◆ **What to work on**:
Restate each entry below exactly; pictures stay out of the copy.

Dataset items

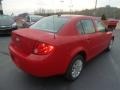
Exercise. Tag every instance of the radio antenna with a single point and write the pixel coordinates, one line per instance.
(54, 25)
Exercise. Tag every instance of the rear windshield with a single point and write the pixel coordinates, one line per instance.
(51, 23)
(6, 20)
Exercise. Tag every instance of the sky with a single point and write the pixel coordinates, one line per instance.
(21, 6)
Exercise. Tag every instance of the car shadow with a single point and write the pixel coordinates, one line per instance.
(5, 35)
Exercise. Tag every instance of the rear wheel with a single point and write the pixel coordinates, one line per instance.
(75, 68)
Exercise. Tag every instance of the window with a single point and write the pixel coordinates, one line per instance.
(80, 28)
(51, 23)
(100, 26)
(88, 26)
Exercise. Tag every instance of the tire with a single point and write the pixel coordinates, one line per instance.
(110, 45)
(75, 68)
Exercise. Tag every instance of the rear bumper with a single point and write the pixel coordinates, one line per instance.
(7, 31)
(40, 66)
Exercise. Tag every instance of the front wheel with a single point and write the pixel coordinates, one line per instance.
(75, 68)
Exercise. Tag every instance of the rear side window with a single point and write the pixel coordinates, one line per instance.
(100, 26)
(80, 28)
(51, 23)
(87, 26)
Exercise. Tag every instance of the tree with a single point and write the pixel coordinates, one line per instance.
(1, 10)
(103, 17)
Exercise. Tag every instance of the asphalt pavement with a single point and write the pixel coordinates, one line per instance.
(102, 73)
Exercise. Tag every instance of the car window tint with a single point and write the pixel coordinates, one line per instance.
(88, 26)
(51, 23)
(80, 28)
(100, 26)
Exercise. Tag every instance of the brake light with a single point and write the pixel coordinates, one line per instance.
(43, 49)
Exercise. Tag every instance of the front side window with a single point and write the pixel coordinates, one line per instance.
(100, 26)
(51, 23)
(88, 26)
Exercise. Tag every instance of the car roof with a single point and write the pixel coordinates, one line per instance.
(79, 16)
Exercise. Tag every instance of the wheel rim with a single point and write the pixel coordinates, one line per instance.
(111, 43)
(76, 69)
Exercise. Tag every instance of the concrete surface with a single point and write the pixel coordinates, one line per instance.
(103, 73)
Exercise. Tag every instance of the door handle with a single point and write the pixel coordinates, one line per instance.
(88, 39)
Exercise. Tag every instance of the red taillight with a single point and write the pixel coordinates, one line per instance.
(43, 49)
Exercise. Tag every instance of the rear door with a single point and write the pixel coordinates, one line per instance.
(90, 37)
(104, 37)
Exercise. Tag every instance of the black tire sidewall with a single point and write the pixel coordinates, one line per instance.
(68, 74)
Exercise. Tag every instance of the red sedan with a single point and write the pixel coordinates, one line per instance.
(59, 45)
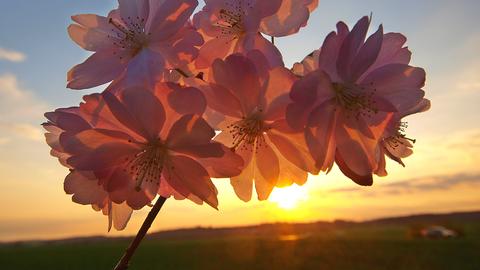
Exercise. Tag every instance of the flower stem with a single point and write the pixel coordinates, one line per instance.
(124, 261)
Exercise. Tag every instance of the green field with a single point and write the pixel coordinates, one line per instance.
(359, 247)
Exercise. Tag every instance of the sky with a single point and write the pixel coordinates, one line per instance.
(442, 176)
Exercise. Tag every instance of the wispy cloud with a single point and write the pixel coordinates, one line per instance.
(12, 56)
(417, 185)
(21, 111)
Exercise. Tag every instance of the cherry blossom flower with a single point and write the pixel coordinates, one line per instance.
(133, 147)
(350, 91)
(394, 143)
(83, 185)
(135, 43)
(235, 26)
(253, 98)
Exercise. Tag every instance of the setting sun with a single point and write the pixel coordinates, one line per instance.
(289, 197)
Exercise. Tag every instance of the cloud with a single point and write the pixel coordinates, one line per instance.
(4, 140)
(22, 112)
(18, 103)
(12, 56)
(416, 185)
(23, 130)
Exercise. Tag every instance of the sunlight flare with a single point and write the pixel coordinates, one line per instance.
(288, 198)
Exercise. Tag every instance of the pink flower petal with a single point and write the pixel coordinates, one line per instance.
(292, 147)
(392, 52)
(330, 50)
(145, 69)
(98, 69)
(363, 180)
(85, 188)
(241, 77)
(131, 10)
(349, 49)
(270, 51)
(213, 49)
(320, 135)
(358, 153)
(287, 20)
(266, 161)
(146, 109)
(90, 39)
(367, 55)
(277, 93)
(188, 176)
(229, 165)
(243, 183)
(119, 215)
(190, 130)
(167, 17)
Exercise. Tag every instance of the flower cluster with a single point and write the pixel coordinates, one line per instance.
(190, 98)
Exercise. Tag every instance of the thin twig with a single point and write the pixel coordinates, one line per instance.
(124, 261)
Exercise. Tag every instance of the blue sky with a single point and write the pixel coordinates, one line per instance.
(36, 53)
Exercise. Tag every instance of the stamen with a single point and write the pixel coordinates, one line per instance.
(129, 34)
(396, 140)
(355, 99)
(231, 20)
(147, 166)
(248, 133)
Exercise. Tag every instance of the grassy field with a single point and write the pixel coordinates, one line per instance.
(360, 247)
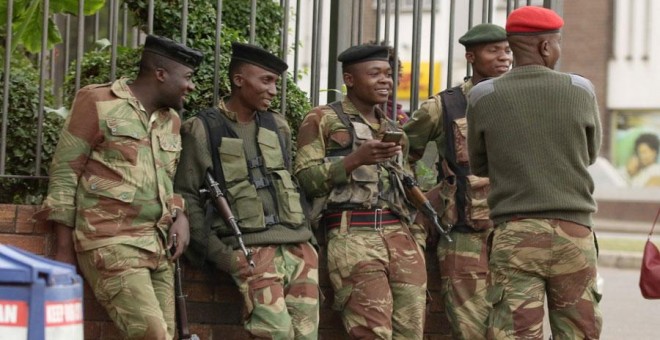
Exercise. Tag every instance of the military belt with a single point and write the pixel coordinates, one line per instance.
(362, 218)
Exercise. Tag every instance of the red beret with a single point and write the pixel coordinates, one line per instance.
(532, 20)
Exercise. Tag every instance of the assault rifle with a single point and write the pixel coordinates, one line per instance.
(416, 196)
(181, 310)
(222, 206)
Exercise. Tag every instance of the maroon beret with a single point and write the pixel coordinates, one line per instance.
(531, 20)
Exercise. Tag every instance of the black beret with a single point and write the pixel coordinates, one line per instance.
(170, 49)
(360, 53)
(483, 34)
(258, 56)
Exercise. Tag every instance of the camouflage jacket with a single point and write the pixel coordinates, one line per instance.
(321, 132)
(111, 175)
(207, 241)
(426, 125)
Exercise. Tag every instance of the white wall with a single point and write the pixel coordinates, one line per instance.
(634, 70)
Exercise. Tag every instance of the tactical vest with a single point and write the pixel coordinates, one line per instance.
(364, 189)
(232, 170)
(464, 194)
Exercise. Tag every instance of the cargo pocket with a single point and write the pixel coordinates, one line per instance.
(170, 146)
(107, 286)
(123, 137)
(289, 208)
(460, 140)
(269, 144)
(232, 158)
(342, 295)
(247, 206)
(495, 296)
(478, 210)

◆ **Task answer**:
Exercise. Tag every instance of the radio antenna with a single point and write the pixel coordinates, one line per instance.
(54, 25)
Exercise. Tag every instance of the rear windshield with a single point and write the pixel coordinates, one line per instance.
(51, 23)
(6, 20)
Exercise. Tag every instance of the sky with a single point and write the pixel coordinates, one line per instance.
(21, 6)
Exercise. Tag every instance of the car shadow with a single point and write the pixel coordinates, one line per instance.
(5, 35)
Exercise. Tag every instance of the rear wheel with a single point and write the pixel coordinates, one line per instance.
(75, 68)
Exercise. Tag every instance of the window with a single point and write the pixel coordinates, one line per instance.
(80, 28)
(51, 23)
(100, 26)
(88, 26)
Exercise. Tag every instance of the tire with a single point and write the pixel coordinates, one line per instance.
(110, 45)
(75, 68)
Exercise. Tag every instance of the rear bumper with a single point and write the pixel coordinates, one line per instance.
(7, 31)
(40, 66)
Exercise. Tag every instance of the front wheel with a single point and write the pixel coordinates, one line per instance.
(75, 68)
Exercise. Tag every instance of the rear side window with a single point and write the pixel coordinates, one line per instance.
(100, 26)
(80, 28)
(51, 23)
(87, 26)
Exercise. Tag every instance of the tree with a single point and write the pixel coordinates, one line per instance.
(1, 10)
(103, 17)
Exercise. Tag every instance of the asphalt pavement with a single point and write the pixel coordinates, one line per instance.
(102, 73)
Exercise. Tag every instance of the car window tint with a single point and write the pixel coordinates, one line per instance.
(88, 26)
(51, 23)
(80, 28)
(100, 26)
Exercise. Tag every instance of the brake light with a single point and write the pixel coordinates, one line per instance.
(43, 49)
Exercise. Tag every instance of the front side window with a single point and write the pixel coordinates, one line per instance.
(100, 26)
(51, 23)
(88, 26)
Exercise. Tag every instance of the car roof with a single point and write the pixel coordinates, one line per instance.
(79, 16)
Exercise. Tag every instance of the wheel rim with a single point and write the pixel coordinates, one line per instance.
(111, 43)
(76, 69)
Exercise. Tag every instance of the concrete surface with a single point and write the pixel coordinates, one line per instance.
(103, 73)
Exercise. Tag every instance of the door handle with a single point and write the pixel coordinates, one line per instance.
(88, 39)
Exercise. Tag every instance of the red taillight with a single point and write the pixel coordinates, one line per instance.
(43, 49)
Exercise. Tag every instance of the rear door with a single point and write the pixel coordinates, one line per instance.
(90, 37)
(104, 37)
Exercise. Tag every instance of the black tire sidewall with a single point and write the pixel coordinates, one line per instance.
(68, 74)
Exercise. Tag every instance of the red sedan with a single point and write the pixel coordinates, one line per instance.
(59, 45)
Exercise. Tag every instance of the flower stem with a single point and write the pixel coordinates, one line per instance.
(124, 261)
Exercise. Tag every instance of the green field with a single point and write the pixel coordinates, one line per instance.
(359, 247)
Exercise. Tag every instance of the sky with a single point and write the pixel coordinates, one line per instance.
(442, 176)
Exercise. Tag every instance of the wispy cloud with a single point and write the pixel coordinates, one line per instance.
(12, 56)
(417, 185)
(21, 111)
Exercise. Tag every instance of the cherry blossom flower with a single point and write the pixel coordinates, one line per instance.
(133, 147)
(350, 91)
(394, 143)
(83, 185)
(135, 43)
(235, 26)
(253, 98)
Exercise. Tag every instance of the setting sun with a single point and write the pixel coordinates, one line per instance.
(289, 197)
Exercise. Tag every instance of the cloud with a single point and write the pixel coordinates, one line per instance.
(4, 140)
(22, 112)
(18, 103)
(12, 56)
(416, 185)
(23, 130)
Exercise. Tag every instance of the sunlight flare with a single point and write the pixel coordinates, one line per instance.
(288, 198)
Exercise. Tag every instance of the pink flower petal with a single point and write the pixel coordinates, one line per instance.
(292, 147)
(392, 52)
(330, 50)
(145, 69)
(98, 69)
(363, 180)
(85, 188)
(241, 77)
(131, 10)
(349, 49)
(270, 51)
(213, 49)
(320, 135)
(358, 153)
(287, 20)
(266, 161)
(146, 109)
(90, 39)
(367, 55)
(277, 93)
(188, 176)
(229, 165)
(243, 183)
(119, 215)
(190, 130)
(167, 17)
Exercise. Tag every instance of the flower cluster with a single point and write the pixel coordinates, one line per instance.
(190, 98)
Exercise. Tag every instance of the thin twig with a single point and write the pixel coordinates, one line per instance.
(124, 261)
Exercise. Tag every instance of the blue sky with a single point and write the pixel coordinates, one line per instance.
(36, 53)
Exercise. Tag every instance of the stamen with a single point and write the pixel coordinates, one line per instance.
(129, 34)
(396, 140)
(355, 99)
(231, 20)
(147, 166)
(248, 133)
Exercise. Tag every instance of the grassy field with a single point and write the pixel coordinates, one line per instance.
(360, 247)
Exercise. Tag every instance of the military belt with a single point and write the pixel coordinates, one line per instance.
(362, 218)
Exercise. Tag every instance of the red beret with a single point and write the pixel coordinates, one line per instance.
(532, 20)
Exercise. Tag every instance of the assault rifle with a single point and write the pixel coordinates, one line per instance.
(416, 196)
(181, 310)
(222, 206)
Exercise. Tag every instance of the maroon beret with a single point and write the pixel coordinates, one line per instance.
(531, 20)
Exercise. Tag every instance of the black beret with a single point and write the pixel coordinates, one line per instance.
(170, 49)
(360, 53)
(483, 34)
(258, 56)
Exercise. Tag every instance of the camouflage jacket with a single point and write the pixel coordinates, one line per instance.
(321, 132)
(111, 175)
(207, 241)
(426, 125)
Exercise. Tag every instance of the white wall with a single point and write the pixel coordinates, one line per instance.
(634, 70)
Exercise. Tag every instance of the tactical vest with a single point and write the pixel coordinates, one line per instance.
(364, 189)
(232, 170)
(464, 194)
Exercise. Tag every instance of the cargo pocket with a single point and write the pixel coordinates, one line per instance.
(170, 146)
(107, 286)
(123, 137)
(289, 208)
(460, 140)
(269, 144)
(232, 158)
(342, 295)
(247, 206)
(495, 296)
(478, 210)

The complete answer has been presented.